**STORED DATA**.
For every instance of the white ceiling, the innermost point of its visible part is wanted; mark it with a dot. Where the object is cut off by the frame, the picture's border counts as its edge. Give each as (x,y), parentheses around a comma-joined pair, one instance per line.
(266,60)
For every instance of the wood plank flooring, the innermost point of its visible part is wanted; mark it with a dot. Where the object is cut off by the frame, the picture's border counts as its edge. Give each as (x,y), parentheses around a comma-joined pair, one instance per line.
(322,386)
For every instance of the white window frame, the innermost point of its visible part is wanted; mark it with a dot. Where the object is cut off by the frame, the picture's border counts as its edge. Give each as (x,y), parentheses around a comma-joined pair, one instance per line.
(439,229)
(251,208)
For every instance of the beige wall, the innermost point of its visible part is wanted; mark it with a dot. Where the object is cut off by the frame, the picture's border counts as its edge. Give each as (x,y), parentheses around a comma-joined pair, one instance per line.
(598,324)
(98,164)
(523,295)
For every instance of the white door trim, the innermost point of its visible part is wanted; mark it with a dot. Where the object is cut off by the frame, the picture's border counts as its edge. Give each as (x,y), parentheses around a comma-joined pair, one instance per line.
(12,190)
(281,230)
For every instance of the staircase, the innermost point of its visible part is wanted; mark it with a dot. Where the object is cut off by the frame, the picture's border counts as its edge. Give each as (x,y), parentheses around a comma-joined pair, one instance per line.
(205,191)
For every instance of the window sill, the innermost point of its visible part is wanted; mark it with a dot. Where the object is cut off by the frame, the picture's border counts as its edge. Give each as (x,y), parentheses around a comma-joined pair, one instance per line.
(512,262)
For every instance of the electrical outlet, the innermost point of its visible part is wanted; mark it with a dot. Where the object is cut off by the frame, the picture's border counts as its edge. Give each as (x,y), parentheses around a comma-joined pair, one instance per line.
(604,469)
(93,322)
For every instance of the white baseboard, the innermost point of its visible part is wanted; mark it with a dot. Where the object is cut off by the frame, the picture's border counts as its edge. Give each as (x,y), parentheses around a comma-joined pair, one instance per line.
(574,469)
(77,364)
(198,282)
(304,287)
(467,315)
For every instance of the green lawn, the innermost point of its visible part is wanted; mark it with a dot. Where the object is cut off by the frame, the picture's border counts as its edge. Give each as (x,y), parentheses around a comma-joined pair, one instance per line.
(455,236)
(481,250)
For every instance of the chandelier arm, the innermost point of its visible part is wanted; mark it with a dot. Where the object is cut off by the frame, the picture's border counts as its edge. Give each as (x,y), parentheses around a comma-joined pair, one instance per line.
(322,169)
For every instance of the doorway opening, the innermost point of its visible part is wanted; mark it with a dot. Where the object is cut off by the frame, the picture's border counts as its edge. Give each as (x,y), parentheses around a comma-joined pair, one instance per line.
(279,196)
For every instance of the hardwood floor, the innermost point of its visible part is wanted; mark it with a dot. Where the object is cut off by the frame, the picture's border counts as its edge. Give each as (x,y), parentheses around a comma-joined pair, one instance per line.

**WHAT IS BEING ASKED**.
Please copy every one of the records above word for word, keeping each line as it appears.

**RESPONSE TO THE TASK**.
For every instance of the white ceiling, the innermost point of its visible part is wanted; mark it with a dot. Where the object is cut off by the frame, the picture's border counts as its edge. Give each as (x,y), parentheses around a comma-joined pair, one instance per line.
(266,60)
For every instance of the wood plank flooring, the innermost point of its visible part is wanted; mark it with a dot. Where the object is cut off by the frame, the picture's border counts as its edge. Give each as (x,y), parentheses around a comma-joined pair, one instance per line.
(322,386)
For every instance of the white window frame, the innermost point of its visible part is wanted; mark it with a dot. Where the object is cut off by the frame, the picture's border counts as its edge. Give each as (x,y), parentheses around a comma-joined pair, one instance per line.
(439,229)
(251,208)
For every instance of the beige wall, the innermost point of its visible part is wanted; mark it with a dot. Where the object is cut off by the frame, the picture's border counts as its edge. Give each as (x,y), parentheses around a comma-joined pair, one instance per line.
(598,324)
(98,164)
(523,295)
For every instance of the white door trim, the innermost point of its visible part is wanted; mark it with a dot. Where the object is cut off by the frame, the picture's border counts as its edge. Give each as (x,y), parentheses around a comma-joined pair, one instance per line.
(12,190)
(281,230)
For every instance of the staircase, the innermost point of its visible part is wanted; mark it with a dot. Where the object is cut off by the frame, the picture's border counts as its edge. Give each as (x,y), parentheses around a comma-joined pair, one instance per line.
(205,191)
For every instance of the window sill, the innermost point of its visible part is wanted; mark it with a dot. Where the object is cut off by the frame, the picture's border counts as its edge. Give each as (x,y), parentheses around a comma-joined pair, one instance per line.
(512,262)
For every instance of the electrical outlet, the innermost point of its visible part is wanted; mark it with a dot. Where the object is cut off by the frame, the picture's border counts as its edge. Give each as (x,y), parentheses around a comma-joined pair, one instance per line.
(604,469)
(93,322)
For every instance of the white baseboard, the innermost point of its visible part is wanted; mark it with a dot. Where the object is cut off by the frame, the picture's border counts as its edge. Give each as (x,y), parentheses around a comma-joined pair, one instance per line.
(574,469)
(77,364)
(198,282)
(304,287)
(467,315)
For every instance of the green lawn, the innermost point of its visible part is wanted; mark it with a dot. Where the object is cut off by the frame, the picture's border counts as its edge. Give each as (x,y), parentheses around a comma-joined pair, one instance per line.
(455,236)
(481,250)
For every instance of the chandelier arm, the innermost point of its visible part is wanted; mark it with a dot. Where the object is cut off by the frame, the picture's border counts as its edge. Give each as (x,y), parentheses around a comma-joined pair, one instance per line.
(322,169)
For every instance of the doorway opening, the innermost point of its visible part is wanted; mark it with a dot. Where the object is cut off by the frame, the picture's border counts as its edge. Give each as (x,y), parentheses around a comma-joined pair, one instance per line.
(279,196)
For every instance of the hardwood floor, the innermost point of its visible part is wanted; mark it with a dot. Where the object is cut off by the frame, the picture's border counts as its edge. Give each as (x,y), parentheses around a comma-joined pair, one instance per line.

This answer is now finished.